Trecho do texto ::
______________________________

As mães e a dita-dura

UnB, 1977.

Greve geral dos estudantes. Campus tomado por um imenso batalhão de policiais militares e à paisana. A dita-dura ainda rolava a pleno vapor. Tensão no ar e à flor da pele.

Era só um pequeno grupo ensaiar uma reunião, uma palavra de ordem, contar uma piada, soltar um espirro, se espreguiçar, uma ação qualquer, e a reação dos "home" vinha dura e implacável -- os policiais, com capacetes, escudos e cassetetes, cercavam a estudantada e, formando um grande círculo fechado, arrastavam quem estivesse dentro feito peixe na rede e então levavam todo mundo preso.

Pois foi exatamente isso que aconteceu num determinado dia.

Estava lá a moçada confinada feito gado, enquanto o delegado anotava nomes, endereços e tudo o mais, fichando os meliantes cujo grande crime era serem estudantes de universidade pública e viverem sob uma dita-dura.

De repente, não mais que de repente, chega a mãe de uma das estudantes (que não era eu, nem a mãe era a minha) carregando café, refrigerante e sanduíches pra distribuir pela rapeize. Foi entrando e, sem nem consultar o Seu Delegas ali, foi alegremente dizendo:

-- Olha o lanche, crianças! Quem aí está com fome? 'Bora comer, meninada!

______________________________

Dados fornecidos ::
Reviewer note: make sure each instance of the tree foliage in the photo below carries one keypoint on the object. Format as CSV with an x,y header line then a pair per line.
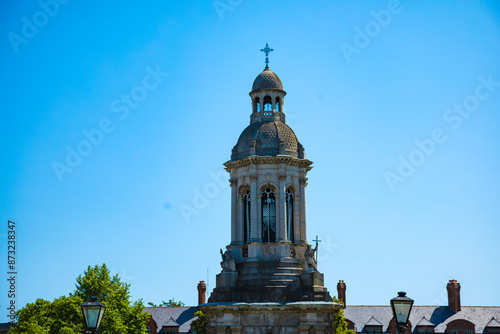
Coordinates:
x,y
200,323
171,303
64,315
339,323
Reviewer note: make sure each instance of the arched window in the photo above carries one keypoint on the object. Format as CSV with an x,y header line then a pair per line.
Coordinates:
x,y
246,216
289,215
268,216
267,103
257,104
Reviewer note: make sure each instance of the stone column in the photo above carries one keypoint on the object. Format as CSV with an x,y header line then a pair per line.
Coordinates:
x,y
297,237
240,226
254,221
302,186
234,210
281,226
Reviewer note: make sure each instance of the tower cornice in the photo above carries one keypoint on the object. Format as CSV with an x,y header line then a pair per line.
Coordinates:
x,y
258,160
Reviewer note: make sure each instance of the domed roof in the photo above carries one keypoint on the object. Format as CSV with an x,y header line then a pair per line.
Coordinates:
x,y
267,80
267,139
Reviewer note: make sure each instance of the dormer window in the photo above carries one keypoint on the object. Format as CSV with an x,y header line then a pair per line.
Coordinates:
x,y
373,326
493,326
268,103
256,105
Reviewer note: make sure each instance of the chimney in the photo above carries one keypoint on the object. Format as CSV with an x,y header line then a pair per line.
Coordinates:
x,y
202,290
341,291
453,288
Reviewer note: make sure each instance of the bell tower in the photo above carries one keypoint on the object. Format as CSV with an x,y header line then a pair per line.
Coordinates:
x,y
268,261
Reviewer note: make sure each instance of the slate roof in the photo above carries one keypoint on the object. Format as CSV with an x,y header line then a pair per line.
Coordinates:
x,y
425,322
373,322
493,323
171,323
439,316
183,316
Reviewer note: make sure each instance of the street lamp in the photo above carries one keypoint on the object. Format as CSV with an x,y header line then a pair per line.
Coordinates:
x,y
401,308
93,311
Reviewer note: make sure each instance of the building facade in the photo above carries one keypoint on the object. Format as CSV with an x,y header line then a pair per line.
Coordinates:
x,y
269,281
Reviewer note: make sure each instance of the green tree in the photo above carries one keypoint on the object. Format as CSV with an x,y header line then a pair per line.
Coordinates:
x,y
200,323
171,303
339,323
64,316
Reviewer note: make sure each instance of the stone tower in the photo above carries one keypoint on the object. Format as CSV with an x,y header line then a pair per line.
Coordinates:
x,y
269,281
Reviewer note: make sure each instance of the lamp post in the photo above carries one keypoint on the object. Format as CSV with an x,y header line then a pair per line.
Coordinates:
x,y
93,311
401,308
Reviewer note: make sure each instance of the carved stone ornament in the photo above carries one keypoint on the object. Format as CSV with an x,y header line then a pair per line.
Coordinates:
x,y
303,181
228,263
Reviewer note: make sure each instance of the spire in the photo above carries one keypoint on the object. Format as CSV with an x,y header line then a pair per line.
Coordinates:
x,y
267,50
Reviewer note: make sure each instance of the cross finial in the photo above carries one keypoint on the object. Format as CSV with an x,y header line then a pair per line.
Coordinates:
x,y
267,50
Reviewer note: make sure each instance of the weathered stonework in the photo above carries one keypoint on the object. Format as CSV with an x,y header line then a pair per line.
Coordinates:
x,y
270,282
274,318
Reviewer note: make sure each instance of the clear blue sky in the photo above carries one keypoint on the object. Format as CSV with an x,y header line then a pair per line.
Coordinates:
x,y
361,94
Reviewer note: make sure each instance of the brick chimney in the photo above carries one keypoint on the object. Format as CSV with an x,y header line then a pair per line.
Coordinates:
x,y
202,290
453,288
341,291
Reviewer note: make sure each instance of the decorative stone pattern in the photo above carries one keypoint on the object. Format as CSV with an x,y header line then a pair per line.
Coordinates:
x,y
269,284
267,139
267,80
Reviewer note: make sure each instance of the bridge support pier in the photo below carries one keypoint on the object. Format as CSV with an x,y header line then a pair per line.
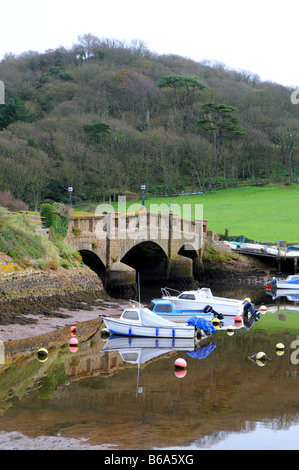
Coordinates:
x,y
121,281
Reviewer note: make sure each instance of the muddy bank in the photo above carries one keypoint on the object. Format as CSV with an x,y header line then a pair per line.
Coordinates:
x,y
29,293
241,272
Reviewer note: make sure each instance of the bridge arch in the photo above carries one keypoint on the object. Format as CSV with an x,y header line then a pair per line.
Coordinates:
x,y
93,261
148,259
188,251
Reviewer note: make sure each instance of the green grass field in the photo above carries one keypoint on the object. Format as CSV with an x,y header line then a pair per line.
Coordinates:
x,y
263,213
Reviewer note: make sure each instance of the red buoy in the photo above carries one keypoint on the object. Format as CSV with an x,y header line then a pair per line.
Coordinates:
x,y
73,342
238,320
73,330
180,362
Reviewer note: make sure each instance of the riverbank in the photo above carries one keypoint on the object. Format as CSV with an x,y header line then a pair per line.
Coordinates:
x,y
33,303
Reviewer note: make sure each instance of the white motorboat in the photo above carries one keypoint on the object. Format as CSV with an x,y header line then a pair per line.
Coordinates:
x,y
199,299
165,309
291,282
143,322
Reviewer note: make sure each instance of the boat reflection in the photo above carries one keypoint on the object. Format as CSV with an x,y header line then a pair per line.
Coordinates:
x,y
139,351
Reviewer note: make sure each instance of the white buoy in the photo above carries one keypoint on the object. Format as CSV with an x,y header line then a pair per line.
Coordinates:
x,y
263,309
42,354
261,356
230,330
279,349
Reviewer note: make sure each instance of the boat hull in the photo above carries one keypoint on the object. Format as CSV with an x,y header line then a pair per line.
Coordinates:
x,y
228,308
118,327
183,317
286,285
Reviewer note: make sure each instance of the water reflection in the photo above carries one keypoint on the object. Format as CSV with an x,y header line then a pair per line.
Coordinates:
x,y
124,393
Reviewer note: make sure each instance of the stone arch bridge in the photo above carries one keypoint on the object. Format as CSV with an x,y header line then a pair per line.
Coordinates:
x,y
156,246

______________________________

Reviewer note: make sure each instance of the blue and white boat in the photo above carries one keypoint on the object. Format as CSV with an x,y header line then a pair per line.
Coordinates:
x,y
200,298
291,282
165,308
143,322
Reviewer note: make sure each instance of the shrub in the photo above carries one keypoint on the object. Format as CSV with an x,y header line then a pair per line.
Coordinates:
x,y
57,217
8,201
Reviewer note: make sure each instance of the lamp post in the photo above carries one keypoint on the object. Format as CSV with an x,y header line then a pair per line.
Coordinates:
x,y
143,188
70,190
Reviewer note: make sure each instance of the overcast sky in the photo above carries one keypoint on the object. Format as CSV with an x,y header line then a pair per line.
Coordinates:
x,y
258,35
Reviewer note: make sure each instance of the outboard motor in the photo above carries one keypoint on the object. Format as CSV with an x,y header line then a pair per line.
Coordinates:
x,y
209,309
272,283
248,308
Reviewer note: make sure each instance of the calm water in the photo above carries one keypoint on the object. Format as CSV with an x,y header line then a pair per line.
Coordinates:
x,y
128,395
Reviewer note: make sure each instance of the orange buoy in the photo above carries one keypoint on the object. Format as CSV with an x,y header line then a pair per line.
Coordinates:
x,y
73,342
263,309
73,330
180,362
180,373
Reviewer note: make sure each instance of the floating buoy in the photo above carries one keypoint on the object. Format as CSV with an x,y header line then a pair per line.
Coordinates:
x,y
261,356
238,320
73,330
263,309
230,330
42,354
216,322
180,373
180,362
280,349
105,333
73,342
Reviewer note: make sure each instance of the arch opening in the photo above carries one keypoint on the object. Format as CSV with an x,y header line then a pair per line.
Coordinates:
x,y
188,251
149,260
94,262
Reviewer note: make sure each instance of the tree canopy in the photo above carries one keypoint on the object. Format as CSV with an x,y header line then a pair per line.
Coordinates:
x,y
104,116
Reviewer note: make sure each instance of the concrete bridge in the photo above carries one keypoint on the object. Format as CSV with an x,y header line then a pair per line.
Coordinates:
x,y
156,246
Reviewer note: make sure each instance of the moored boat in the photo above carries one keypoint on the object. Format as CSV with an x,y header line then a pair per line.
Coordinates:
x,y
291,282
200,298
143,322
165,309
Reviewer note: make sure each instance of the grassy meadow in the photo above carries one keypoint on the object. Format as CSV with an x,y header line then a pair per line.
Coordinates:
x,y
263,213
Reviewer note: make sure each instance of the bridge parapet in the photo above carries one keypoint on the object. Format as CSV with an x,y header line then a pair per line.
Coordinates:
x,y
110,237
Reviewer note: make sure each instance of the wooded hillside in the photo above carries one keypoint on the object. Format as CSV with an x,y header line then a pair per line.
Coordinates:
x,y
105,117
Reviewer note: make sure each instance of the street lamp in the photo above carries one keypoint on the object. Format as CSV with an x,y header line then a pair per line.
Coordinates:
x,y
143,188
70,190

______________________________

O problema ::
Continue o relato sobre a greve dos estudantes na UnB em 1977, começando logo após a última frase apresentada.

Resposta ao exercício ::
E o Seu Delegas? Ficou tão surpreso, mas tããão surpreso... que não fez nada. Deixou o pessoal comer o lanche e em seguida liberou todo mundo. Vai ver ficou com saudade da mãe dele... afinal, os brutos também amam.

Ou então, vai ver era o mesmo delegado que, num outro dia, tendo diante de si outro grande grupo de estudantes pra serem fichados, viu entrar a esposa de um poderoso ministro de estado, cujas filhas estavam por ali, no meio da rapaziada presa. A Dona Ministra foi, por sua vez, entrando e espinafrando o delegado, a dita-dura, o regime, os milicos, a tradição, a família e a propriedade, de modo que o homem não teve outro jeito e, muito sem jeito, ordenou que soltassem as ministrinhas imediatamente. Mas a Dona Ministra subiu ainda mais nas tamancas e exigiu que soltassem não apenas as suas meninas, mas toooodos os estudantes -- e imediatamente!

E todo mundo foi pra casa.

:)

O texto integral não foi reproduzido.